[[ Given data open ]]

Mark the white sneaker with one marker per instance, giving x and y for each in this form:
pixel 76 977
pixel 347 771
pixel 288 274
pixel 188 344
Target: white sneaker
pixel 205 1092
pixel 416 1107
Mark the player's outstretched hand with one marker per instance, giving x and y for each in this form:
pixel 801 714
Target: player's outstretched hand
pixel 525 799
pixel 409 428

[[ Given data closed ]]
[[ Given data open ]]

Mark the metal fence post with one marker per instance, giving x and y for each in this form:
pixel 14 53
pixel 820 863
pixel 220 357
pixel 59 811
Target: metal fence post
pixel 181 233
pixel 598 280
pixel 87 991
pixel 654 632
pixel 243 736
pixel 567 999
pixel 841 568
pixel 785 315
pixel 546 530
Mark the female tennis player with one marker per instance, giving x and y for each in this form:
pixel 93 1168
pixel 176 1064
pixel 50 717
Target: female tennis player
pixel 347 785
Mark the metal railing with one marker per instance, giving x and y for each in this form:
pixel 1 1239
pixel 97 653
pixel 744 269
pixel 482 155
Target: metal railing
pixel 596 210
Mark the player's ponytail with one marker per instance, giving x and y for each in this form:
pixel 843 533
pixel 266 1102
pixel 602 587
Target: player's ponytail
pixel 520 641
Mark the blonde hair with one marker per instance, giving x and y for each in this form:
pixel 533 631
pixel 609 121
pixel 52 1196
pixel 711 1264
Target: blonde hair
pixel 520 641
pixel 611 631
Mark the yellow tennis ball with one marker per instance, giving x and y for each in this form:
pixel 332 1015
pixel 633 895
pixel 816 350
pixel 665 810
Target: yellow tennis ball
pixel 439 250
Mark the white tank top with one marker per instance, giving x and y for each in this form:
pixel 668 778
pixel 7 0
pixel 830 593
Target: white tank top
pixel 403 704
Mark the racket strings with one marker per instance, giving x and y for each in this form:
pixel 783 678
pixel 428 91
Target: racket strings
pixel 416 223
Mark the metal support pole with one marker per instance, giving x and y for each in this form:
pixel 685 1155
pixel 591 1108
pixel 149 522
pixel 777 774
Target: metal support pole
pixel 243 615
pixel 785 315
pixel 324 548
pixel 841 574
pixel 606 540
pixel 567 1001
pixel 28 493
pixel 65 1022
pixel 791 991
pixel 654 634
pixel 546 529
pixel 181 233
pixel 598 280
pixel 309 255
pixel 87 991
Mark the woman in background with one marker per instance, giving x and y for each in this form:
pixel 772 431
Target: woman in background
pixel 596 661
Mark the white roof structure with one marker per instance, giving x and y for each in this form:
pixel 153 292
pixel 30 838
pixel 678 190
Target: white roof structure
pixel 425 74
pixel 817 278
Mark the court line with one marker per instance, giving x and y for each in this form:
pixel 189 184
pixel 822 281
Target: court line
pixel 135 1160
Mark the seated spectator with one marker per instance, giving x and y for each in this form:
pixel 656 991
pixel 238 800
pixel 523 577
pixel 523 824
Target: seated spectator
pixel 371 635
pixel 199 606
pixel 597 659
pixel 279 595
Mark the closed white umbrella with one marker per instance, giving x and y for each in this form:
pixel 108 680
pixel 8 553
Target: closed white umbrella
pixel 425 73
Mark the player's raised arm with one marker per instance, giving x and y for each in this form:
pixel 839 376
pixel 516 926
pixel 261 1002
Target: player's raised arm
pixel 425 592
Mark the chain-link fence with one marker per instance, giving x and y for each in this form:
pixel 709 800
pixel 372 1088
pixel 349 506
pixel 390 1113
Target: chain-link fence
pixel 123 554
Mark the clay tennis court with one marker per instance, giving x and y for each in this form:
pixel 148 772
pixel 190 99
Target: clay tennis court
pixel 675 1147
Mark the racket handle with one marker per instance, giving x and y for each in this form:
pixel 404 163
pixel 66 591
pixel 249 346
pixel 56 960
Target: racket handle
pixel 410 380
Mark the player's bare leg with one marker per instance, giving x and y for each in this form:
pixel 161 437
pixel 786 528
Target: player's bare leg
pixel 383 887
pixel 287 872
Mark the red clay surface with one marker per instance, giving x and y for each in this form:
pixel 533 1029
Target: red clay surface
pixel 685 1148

[[ Given data closed ]]
[[ Given data open ]]

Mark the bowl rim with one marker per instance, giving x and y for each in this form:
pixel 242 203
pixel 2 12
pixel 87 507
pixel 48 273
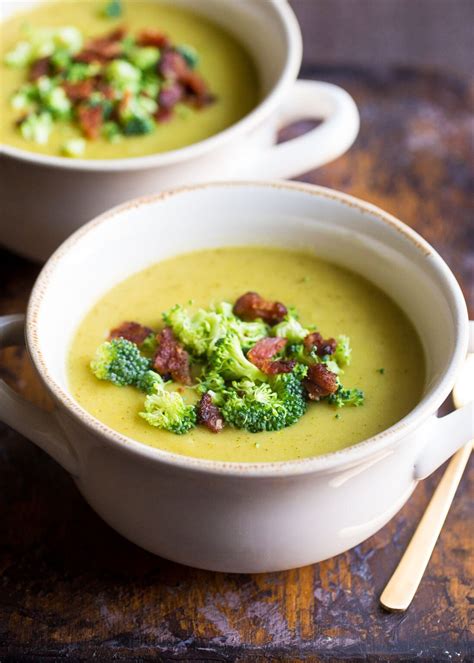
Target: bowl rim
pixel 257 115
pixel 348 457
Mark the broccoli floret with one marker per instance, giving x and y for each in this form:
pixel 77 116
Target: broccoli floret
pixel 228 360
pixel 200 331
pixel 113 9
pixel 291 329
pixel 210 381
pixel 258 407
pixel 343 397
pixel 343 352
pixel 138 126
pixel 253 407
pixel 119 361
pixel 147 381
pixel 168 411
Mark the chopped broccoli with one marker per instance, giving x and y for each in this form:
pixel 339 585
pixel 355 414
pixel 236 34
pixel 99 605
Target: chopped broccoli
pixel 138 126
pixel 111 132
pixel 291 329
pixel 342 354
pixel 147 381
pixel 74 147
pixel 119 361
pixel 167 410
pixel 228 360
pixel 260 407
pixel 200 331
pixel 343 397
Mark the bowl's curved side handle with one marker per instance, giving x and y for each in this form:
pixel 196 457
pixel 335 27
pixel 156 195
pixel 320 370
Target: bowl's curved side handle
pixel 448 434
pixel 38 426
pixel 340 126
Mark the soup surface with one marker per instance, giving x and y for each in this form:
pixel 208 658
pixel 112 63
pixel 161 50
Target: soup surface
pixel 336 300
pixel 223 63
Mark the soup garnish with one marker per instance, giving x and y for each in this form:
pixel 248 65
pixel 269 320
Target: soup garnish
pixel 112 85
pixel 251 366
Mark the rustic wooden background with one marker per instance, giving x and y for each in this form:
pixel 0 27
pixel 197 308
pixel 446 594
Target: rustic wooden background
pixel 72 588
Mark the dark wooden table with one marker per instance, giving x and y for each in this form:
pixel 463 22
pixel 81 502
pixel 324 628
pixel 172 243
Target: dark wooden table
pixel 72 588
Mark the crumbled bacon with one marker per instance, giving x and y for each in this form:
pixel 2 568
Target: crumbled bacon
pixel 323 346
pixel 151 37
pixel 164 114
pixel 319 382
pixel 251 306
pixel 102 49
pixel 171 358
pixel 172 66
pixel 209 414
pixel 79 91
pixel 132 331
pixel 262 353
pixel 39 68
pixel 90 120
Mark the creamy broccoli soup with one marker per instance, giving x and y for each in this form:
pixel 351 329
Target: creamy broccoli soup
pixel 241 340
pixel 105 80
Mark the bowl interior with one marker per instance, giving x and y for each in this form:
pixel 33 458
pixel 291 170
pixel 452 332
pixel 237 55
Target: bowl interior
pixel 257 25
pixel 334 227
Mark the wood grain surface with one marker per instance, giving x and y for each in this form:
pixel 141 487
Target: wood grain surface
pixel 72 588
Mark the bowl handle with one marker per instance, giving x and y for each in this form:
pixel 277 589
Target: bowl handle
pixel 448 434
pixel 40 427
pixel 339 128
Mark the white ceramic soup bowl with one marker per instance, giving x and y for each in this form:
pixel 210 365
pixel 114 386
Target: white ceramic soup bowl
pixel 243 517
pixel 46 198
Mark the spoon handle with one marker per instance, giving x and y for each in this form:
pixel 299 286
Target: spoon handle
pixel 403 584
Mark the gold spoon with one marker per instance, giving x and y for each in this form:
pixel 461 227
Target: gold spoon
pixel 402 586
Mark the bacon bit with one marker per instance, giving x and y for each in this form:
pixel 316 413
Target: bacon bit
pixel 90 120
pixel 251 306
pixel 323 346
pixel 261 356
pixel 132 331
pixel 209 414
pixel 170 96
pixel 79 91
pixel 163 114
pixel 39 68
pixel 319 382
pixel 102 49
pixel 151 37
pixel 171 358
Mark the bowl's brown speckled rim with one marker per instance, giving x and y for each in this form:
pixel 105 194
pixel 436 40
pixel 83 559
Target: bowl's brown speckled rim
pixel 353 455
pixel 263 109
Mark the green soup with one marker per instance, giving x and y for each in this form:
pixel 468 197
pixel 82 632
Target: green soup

[[ Given data closed ]]

=== Assigned task ===
Some lines above hold the word "green". Copy all of them.

=== Answer ===
Mark the green soup with one marker per instance, giving x and y for each in this form:
Target: green soup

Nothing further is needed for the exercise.